WORK ORDER:
Begin with the line where "Exercise. For every instance of the stone arch" appears. Set down that line and the rest of the records below it exactly as given.

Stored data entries
---

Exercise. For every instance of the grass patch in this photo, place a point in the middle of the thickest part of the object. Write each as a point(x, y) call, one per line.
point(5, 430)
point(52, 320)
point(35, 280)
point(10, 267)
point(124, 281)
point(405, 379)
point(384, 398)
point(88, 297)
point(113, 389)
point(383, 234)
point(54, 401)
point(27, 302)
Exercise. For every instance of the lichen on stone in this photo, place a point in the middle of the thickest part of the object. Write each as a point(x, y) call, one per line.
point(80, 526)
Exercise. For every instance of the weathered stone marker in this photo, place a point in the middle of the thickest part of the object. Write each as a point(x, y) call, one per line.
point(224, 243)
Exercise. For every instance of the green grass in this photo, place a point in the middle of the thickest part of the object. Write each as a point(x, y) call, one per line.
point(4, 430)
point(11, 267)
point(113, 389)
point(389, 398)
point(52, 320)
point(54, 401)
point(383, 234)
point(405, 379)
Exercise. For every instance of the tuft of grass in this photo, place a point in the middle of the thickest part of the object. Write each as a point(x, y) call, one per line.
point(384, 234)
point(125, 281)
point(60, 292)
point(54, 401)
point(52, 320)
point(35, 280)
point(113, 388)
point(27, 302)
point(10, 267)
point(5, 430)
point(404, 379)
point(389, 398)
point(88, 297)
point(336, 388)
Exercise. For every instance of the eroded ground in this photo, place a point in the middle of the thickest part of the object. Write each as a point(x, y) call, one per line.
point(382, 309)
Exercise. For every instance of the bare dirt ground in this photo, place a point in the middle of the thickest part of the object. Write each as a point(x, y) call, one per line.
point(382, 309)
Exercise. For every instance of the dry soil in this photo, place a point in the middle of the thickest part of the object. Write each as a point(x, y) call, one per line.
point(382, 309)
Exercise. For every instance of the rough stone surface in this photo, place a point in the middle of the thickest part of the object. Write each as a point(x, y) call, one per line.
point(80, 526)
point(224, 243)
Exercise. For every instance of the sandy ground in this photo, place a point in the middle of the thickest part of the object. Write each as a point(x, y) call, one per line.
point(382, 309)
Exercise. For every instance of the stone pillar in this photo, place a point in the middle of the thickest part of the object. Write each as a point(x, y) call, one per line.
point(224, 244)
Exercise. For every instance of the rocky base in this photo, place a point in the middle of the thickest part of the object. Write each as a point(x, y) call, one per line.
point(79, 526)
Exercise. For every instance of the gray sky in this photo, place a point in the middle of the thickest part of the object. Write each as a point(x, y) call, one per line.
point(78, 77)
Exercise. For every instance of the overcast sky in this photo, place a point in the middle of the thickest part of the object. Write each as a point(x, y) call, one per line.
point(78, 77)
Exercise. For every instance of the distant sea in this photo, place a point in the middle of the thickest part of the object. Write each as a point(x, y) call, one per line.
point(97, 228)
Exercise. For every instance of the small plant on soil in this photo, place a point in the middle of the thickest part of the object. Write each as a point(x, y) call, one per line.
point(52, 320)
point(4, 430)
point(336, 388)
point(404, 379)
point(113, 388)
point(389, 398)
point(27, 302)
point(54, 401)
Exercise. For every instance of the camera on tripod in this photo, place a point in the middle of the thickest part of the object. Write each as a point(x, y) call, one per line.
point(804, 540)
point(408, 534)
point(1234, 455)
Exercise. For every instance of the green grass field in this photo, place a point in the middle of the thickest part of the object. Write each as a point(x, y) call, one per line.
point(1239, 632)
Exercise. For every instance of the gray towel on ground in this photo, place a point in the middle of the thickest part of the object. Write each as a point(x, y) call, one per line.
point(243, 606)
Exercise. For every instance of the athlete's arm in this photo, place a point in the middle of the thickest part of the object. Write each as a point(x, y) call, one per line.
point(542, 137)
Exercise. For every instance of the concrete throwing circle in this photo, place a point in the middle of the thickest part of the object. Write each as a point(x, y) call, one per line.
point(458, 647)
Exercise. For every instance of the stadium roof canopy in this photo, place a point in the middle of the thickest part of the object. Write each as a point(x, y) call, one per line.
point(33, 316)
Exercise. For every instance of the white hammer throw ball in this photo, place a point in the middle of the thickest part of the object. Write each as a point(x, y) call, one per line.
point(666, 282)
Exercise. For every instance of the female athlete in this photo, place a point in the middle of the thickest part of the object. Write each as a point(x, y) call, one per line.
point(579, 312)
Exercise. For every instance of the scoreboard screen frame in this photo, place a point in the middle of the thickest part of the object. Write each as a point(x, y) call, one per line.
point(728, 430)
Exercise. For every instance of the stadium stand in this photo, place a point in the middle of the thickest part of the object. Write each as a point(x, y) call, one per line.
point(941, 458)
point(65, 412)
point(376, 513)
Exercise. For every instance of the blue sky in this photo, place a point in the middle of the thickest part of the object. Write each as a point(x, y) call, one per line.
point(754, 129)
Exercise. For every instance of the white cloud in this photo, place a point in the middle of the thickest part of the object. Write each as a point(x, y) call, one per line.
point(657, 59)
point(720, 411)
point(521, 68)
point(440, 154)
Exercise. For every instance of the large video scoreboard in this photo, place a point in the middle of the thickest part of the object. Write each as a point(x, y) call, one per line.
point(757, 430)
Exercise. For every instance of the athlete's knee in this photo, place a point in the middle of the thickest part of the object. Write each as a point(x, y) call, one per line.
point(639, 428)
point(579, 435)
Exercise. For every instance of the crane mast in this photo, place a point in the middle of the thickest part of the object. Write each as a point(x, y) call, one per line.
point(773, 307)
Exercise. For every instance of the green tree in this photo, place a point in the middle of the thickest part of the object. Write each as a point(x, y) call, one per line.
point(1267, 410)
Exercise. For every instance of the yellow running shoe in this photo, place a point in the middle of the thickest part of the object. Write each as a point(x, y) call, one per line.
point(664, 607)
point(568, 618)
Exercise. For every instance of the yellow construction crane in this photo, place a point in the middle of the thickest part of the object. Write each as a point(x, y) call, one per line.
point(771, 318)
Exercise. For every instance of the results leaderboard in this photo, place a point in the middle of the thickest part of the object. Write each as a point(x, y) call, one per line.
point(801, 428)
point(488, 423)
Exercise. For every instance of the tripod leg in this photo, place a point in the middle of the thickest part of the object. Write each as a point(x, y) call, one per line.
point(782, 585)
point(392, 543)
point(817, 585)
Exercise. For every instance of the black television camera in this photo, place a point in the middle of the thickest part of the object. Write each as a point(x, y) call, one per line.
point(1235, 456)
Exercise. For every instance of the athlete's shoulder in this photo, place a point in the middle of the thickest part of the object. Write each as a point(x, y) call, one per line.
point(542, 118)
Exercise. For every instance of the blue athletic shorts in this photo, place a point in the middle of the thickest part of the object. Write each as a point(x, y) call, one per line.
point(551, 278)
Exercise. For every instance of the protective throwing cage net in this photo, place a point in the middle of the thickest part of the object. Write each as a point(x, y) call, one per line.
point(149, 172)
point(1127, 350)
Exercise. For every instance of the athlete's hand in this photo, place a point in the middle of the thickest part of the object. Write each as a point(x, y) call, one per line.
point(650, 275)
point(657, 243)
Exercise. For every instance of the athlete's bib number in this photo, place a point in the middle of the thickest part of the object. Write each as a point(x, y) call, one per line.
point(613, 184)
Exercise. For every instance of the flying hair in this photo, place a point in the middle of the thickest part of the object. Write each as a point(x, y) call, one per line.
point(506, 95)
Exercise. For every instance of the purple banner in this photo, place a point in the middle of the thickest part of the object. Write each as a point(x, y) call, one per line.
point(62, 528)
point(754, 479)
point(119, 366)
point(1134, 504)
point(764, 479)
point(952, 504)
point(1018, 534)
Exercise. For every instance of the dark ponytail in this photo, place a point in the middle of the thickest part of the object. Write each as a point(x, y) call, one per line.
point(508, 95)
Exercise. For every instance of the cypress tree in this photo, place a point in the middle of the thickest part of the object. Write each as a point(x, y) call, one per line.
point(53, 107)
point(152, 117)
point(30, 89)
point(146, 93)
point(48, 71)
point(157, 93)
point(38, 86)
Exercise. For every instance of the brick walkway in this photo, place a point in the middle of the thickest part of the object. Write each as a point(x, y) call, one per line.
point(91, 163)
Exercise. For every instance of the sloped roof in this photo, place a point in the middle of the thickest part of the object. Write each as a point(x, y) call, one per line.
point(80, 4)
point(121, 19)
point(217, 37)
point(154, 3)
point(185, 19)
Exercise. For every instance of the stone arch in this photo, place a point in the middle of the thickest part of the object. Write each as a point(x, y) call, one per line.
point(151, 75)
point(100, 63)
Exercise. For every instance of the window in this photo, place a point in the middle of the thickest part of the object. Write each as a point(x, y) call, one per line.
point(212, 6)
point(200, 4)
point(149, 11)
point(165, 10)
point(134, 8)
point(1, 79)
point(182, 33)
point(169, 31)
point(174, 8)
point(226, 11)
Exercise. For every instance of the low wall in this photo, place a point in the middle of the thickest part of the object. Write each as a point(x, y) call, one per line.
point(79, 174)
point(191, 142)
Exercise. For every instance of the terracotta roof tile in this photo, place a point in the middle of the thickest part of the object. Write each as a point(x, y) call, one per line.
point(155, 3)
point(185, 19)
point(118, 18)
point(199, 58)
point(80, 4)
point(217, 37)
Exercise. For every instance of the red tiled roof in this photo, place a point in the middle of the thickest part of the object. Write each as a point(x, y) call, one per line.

---

ANSWER TO THIS EXERCISE:
Exercise. For every instance of the stone arch in this photo, place a point in the middle of the thickest part of the object. Write each as a point(x, y) call, one per line.
point(151, 75)
point(100, 63)
Exercise. For every instance of the window in this photo, place a point in the middle of the thickest part of the object. Write each as a point(x, y) call, one per line.
point(212, 6)
point(200, 4)
point(149, 11)
point(165, 10)
point(134, 8)
point(1, 79)
point(182, 33)
point(169, 31)
point(174, 8)
point(226, 11)
Exercise. For every instance of the low wall in this photo, place a point in the middle of the thickest part of the object. Write each as a point(x, y) call, one per line.
point(79, 174)
point(191, 142)
Exercise. For every instance of the terracotta roof tile in this photo, place a point in the middle of the thickest part of the object. Write each as a point(x, y) call, one per line.
point(155, 3)
point(185, 19)
point(118, 18)
point(199, 58)
point(80, 4)
point(217, 37)
Exercise. For every instance of the red tiled roof in this photo, place a point in the middle of the thickest part of the object. Write each as a point(x, y) call, one per line.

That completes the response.